I was recently given this amplifier, an Optimation PA-250AC, and I would like to know if any of you all know anything about it. As far as I can tell, it is NOS, or near NOS. It even came in its original shipping box! I also have all the tubes for it and the manual. First of all, this thing is a monster and weighs in somewhere around 90 pounds. According to the manual, it is a lab-grade audio amplifier, capable of delivering 250 watts at 0.01% THD! At reduced power, the frequency response is 5 to 100,000 Hz. It takes 8 EL34/6CA7s on the output stage. It also has 3 impedance outputs, 3.75, 15, and 60 ohms. It's also capable of delivering a constant-current or constant-voltage output, and the meter can measure the output voltage, output current, or the plate current of each individual output tube. It uses both negative and positive feedback to keep distortion to a minimum, and even has overload protection. Overall, it sounds like a pretty amazing amp. Also, the front panel is hinged so you can easily access the circuitry. I know tube amplifiers pretty well, but this thing is far more advanced than anything I'm familiar with.

» **REQUIRED TASK A**:
Answer these about the amplifier post above:
(i) About how much does the amplifier weigh?
(ii) How many EL34/6CA7 tubes does the output stage take?
(iii) What are the three impedance outputs?
» **REQUIRED TASK B**: Continue the post about the Optimation amplifier from its last sentence.

» **DATA LINES**:

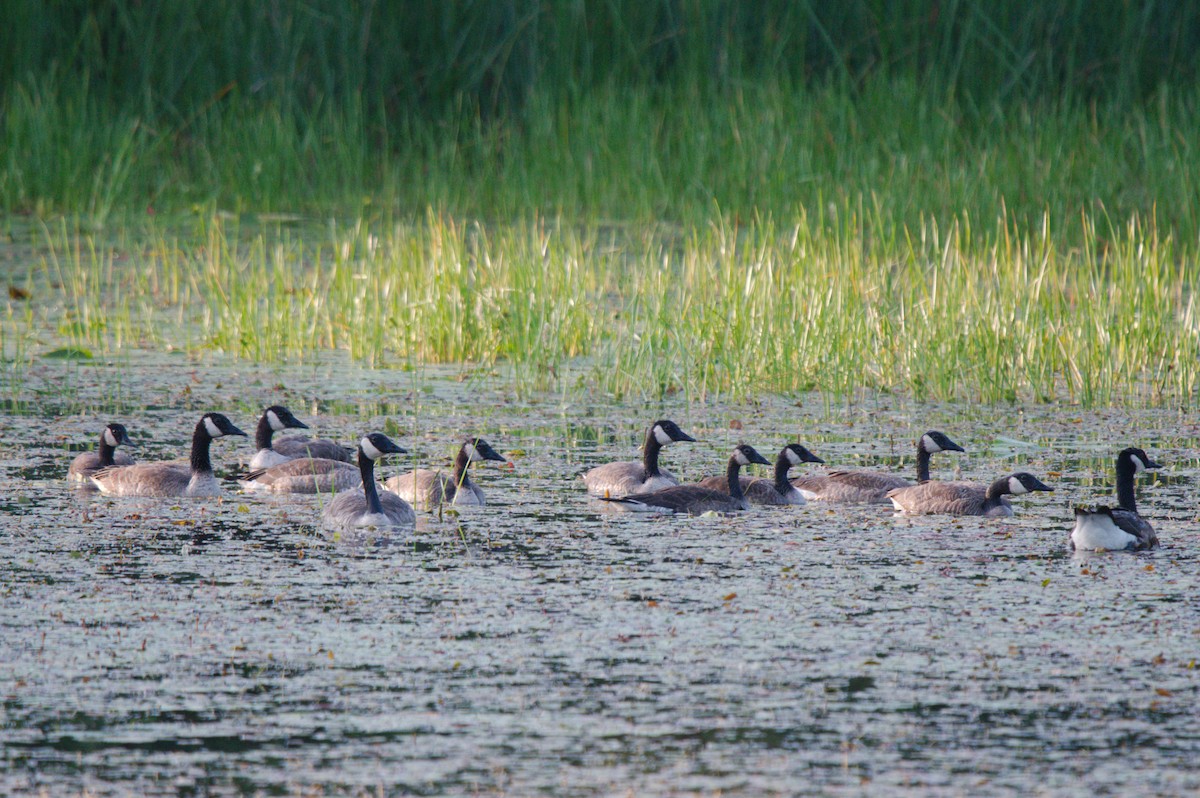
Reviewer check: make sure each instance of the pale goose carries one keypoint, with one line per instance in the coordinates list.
(429, 487)
(280, 450)
(965, 498)
(171, 478)
(89, 462)
(1117, 528)
(765, 491)
(862, 486)
(694, 498)
(631, 477)
(366, 507)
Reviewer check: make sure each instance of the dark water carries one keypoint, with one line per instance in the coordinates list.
(539, 646)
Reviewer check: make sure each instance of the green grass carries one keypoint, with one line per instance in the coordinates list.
(993, 315)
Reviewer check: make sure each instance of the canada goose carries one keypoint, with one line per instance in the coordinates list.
(631, 477)
(304, 475)
(89, 462)
(273, 453)
(765, 491)
(859, 486)
(965, 498)
(167, 478)
(695, 498)
(366, 507)
(431, 489)
(1117, 528)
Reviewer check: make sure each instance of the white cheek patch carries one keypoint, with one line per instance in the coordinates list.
(1015, 486)
(370, 450)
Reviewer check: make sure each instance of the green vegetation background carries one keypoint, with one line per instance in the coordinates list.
(645, 109)
(987, 201)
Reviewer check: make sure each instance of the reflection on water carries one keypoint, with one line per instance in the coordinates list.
(541, 646)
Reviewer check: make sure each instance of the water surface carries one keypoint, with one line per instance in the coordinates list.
(543, 646)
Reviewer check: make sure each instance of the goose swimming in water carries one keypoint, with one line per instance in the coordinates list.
(280, 450)
(195, 479)
(631, 477)
(366, 507)
(765, 491)
(965, 498)
(429, 487)
(1117, 528)
(89, 462)
(863, 486)
(695, 498)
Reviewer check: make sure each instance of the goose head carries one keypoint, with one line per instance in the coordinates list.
(1138, 459)
(665, 432)
(280, 418)
(935, 441)
(479, 450)
(217, 426)
(117, 436)
(377, 444)
(1024, 483)
(796, 454)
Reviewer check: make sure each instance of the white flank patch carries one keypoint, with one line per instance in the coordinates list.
(661, 436)
(1015, 486)
(370, 450)
(1097, 531)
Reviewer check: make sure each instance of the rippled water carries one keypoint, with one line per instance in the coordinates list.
(541, 646)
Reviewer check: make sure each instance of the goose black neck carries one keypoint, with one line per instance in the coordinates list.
(106, 451)
(201, 443)
(460, 468)
(1126, 473)
(732, 475)
(995, 495)
(922, 465)
(651, 454)
(263, 433)
(366, 467)
(781, 467)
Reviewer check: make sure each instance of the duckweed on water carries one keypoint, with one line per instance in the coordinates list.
(835, 306)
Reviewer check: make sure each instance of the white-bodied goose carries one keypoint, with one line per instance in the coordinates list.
(366, 507)
(1121, 527)
(694, 498)
(766, 491)
(89, 462)
(172, 478)
(633, 477)
(280, 450)
(429, 487)
(861, 486)
(965, 498)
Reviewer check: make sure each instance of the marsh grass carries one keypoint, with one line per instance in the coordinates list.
(999, 315)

» **WRITTEN RESPONSE A**:
(i) Somewhere around 90 pounds.
(ii) Eight.
(iii) 3.75, 15, and 60 ohms.

» **WRITTEN RESPONSE B**:
I've included a few pictures of this beast that I took before I installed the power tubes and played with it. First of all, it sounds incredible! It goes down to 5 Hz with ease, and it has power to spare.

If any of you know anything about this monster, or have had any experience with one or something like it, please let me know! Apparently it's pretty rare, since I couldn't really find anything about it on ol' Google, but just because something is rare doesn't mean it's worth anything.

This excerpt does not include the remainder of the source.